▶ [Task description]
In the news report on the Jerusalem synagogue attack, where did police say the attackers lived?
*** Text segment ***
A Hamas spokesman said the attack was a response to the death of a Palestinian bus driver under disputed circumstances. But Hamas did not claim responsibility for the Jerusalem attack Tuesday.

'There will be more revolution'

"The operation in Jerusalem is a response to the killing of Yousuf al-Ramouni and the other ongoing crimes by occupiers in Jerusalem," Hamas spokesman Sami Abu Zuhri posted on Facebook.

Hamas predicted more conflict.

"There will be more revolution in Jerusalem, and more uprising," senior Hamas official Ghazi Hamad told Al Jazeera International.

"Hamas in general supports action against the occupation," Hamad said by phone from Gaza. "Hamas supports any military action against the occupation anywhere it can be carried out."

Israeli Defense Forces spokesman Peter Lerner called the incident a "terror attack."

And U.S. Secretary of State John Kerry said the attack in Jerusalem is "an act of pure terror."

"This morning, today, in Jerusalem, Palestinians attacked Jews who were praying in a synagogue," Kerry said. "People who had come to worship God in the sanctuary of a synagogue were hatched and hacked and murdered in that holy place in an act of pure terror and senseless brutality and murder.

"Our hearts go out to all Israelis for the atrocity of this event and for all the reminders of history that go with it," Kerry added. "This simply has no place in human behavior, and we need to hear from leaders who are going to lead their people to a different place."

Tension in Jerusalem

Rosenfeld said the attack Tuesday took place in a quiet neighborhood. "There were more than 10 people praying in the synagogue quietly," he said.

Photos posted on Lerner's Twitter account showed a body wrapped in a prayer shawl lying on the floor and a bloody cleaver.

Police said the synagogue attackers lived in East Jerusalem, where there has been recent unrest centered around what Jews know as the Temple Mount and Muslims refer to as the Noble Sanctuary.

Palestinians there can move more freely about the city than Palestinians living in Gaza, who must pass through stringent checkpoints.

The synagogue attack occurred not far from where al-Ramouni, the Palestinian bus driver, was found hanged on Sunday, CNN's Ben Wedeman reported from Jerusalem.

Police said the death was a suicide, but the driver's brother described seeing bruises and "signs of blood" on his brother's back.

A lawyer for the bus driver's family, Mohammad Mahmoud, said an autopsy report ruled out the possibility of suicide.

But Rosenfeld of the Israeli police said the autopsy was carried out by an external organization that found no evidence of a criminal incident and therefore that al-Ramouni caused his own death.

Also on Sunday, an Israeli was stabbed with a screwdriver near central Jerusalem. That stabbing victim was taken to the hospital in moderate condition, Rosenfeld said Sunday.

'There is no organization'

Last week, a 20-year-old was stabbed and killed in Tel Aviv, and three people were stabbed -- one fatally -- near the entrance to a settlement in the West Bank.
*** Excerpted data ***
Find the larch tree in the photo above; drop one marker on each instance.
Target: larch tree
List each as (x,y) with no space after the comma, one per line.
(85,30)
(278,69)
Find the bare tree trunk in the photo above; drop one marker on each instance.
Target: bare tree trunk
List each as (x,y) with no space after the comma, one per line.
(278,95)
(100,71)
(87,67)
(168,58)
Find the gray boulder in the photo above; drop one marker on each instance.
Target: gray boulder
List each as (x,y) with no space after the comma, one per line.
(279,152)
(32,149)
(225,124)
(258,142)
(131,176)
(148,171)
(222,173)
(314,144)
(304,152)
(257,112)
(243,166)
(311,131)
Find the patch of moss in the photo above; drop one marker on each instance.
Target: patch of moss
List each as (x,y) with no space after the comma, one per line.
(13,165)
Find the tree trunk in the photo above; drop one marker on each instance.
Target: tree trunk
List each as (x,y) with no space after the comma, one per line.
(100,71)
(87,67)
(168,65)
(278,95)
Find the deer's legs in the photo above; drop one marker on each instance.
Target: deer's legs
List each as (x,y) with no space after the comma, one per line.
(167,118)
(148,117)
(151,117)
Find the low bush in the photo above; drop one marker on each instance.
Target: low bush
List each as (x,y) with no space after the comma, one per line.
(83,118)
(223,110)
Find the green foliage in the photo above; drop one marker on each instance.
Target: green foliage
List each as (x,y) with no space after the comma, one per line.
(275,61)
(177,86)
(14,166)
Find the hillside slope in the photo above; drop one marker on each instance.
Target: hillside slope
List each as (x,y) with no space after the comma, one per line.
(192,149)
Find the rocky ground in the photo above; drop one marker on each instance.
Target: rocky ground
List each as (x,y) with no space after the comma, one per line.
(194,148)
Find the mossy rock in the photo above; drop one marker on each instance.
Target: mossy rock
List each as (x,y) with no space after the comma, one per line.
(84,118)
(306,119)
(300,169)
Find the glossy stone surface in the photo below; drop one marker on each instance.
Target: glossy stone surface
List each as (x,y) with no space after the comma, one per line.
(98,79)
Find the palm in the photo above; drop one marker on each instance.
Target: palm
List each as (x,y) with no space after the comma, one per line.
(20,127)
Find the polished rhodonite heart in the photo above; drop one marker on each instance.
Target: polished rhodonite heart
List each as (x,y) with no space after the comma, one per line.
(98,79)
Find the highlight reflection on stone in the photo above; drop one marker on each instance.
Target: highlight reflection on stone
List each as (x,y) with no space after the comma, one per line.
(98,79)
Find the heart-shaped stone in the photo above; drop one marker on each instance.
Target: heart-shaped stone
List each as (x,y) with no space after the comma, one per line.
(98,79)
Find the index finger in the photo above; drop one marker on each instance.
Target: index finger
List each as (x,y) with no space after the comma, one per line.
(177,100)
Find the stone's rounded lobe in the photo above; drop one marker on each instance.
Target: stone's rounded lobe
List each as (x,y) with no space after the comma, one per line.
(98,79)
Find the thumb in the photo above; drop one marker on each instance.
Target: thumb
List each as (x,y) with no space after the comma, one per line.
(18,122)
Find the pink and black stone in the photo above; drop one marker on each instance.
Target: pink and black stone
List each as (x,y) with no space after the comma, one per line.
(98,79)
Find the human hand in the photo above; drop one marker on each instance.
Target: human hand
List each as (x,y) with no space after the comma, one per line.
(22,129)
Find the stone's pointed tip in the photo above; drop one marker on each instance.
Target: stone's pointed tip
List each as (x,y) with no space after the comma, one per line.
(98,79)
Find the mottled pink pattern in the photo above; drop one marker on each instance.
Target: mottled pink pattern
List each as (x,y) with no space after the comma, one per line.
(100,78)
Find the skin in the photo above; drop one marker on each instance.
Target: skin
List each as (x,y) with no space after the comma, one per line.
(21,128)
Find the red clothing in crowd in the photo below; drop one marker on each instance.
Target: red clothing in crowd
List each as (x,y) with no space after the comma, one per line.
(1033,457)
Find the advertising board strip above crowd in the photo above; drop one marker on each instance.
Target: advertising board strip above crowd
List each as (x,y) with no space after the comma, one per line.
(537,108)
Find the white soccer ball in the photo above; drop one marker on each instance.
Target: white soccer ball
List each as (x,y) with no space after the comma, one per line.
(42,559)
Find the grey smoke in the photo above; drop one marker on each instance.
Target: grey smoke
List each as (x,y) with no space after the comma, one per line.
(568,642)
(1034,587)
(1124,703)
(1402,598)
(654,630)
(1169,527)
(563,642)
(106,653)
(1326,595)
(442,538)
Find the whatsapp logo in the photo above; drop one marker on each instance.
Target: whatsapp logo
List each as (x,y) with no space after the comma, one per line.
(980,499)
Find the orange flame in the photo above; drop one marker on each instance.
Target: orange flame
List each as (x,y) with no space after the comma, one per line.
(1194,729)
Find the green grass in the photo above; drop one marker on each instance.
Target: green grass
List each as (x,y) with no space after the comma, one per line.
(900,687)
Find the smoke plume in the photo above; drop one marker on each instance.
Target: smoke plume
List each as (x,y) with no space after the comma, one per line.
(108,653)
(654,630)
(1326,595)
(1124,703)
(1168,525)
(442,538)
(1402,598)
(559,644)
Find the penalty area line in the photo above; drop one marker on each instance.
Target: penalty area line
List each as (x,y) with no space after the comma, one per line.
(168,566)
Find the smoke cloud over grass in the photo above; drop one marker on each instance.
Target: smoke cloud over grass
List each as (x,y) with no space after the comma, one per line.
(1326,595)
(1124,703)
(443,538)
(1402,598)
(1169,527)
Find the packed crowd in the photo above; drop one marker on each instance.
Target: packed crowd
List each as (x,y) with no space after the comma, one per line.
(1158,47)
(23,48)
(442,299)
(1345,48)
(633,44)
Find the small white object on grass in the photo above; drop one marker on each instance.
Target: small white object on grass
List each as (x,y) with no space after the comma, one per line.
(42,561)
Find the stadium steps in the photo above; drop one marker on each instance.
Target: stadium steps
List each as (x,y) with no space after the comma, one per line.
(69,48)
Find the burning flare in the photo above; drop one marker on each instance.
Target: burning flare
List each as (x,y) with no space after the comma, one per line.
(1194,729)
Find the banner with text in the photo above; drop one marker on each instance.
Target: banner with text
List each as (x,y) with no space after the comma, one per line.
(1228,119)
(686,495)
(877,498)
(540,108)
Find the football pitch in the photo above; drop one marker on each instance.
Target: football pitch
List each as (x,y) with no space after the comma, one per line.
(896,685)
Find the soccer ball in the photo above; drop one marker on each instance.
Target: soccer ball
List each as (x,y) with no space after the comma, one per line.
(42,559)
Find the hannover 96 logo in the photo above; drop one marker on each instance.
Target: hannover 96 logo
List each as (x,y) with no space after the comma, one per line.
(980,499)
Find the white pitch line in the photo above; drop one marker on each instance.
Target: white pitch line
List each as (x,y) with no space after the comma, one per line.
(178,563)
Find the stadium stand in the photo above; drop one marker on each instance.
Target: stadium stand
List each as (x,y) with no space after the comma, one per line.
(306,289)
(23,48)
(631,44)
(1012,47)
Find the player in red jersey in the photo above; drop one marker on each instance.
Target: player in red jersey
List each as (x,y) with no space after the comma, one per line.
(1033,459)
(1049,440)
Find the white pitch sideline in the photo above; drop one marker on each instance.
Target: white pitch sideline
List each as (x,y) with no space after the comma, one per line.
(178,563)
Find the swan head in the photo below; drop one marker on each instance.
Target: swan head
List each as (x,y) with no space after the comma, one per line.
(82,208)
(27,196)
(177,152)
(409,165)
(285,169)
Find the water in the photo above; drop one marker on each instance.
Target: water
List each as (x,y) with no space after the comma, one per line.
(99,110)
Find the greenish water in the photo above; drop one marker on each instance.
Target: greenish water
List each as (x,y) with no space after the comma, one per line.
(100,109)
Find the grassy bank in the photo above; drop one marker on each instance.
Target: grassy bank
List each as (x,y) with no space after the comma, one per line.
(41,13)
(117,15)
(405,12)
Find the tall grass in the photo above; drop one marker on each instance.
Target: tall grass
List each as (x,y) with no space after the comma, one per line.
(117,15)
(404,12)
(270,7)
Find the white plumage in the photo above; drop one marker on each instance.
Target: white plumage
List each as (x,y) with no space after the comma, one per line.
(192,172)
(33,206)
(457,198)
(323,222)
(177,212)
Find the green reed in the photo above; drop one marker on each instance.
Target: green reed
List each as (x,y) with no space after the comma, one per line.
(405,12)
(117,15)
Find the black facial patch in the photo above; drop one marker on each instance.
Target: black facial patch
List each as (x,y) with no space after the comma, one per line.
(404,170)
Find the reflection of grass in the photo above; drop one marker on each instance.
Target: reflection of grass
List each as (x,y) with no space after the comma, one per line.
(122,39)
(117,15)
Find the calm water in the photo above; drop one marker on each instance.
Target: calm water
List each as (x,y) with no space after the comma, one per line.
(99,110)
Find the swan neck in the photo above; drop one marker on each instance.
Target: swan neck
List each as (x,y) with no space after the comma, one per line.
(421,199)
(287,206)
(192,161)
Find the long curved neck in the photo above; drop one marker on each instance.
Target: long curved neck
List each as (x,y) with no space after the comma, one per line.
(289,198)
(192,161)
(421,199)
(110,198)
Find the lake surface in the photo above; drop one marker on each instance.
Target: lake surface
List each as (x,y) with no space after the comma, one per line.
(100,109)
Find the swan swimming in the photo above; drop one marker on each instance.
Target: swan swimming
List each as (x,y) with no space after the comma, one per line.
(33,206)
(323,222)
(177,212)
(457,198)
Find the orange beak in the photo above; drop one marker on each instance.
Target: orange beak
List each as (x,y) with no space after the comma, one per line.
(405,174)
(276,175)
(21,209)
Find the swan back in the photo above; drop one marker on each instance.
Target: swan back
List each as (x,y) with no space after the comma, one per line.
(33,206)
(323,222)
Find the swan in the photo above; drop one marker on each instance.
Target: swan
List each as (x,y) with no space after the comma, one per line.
***
▶ [Response below]
In East Jerusalem.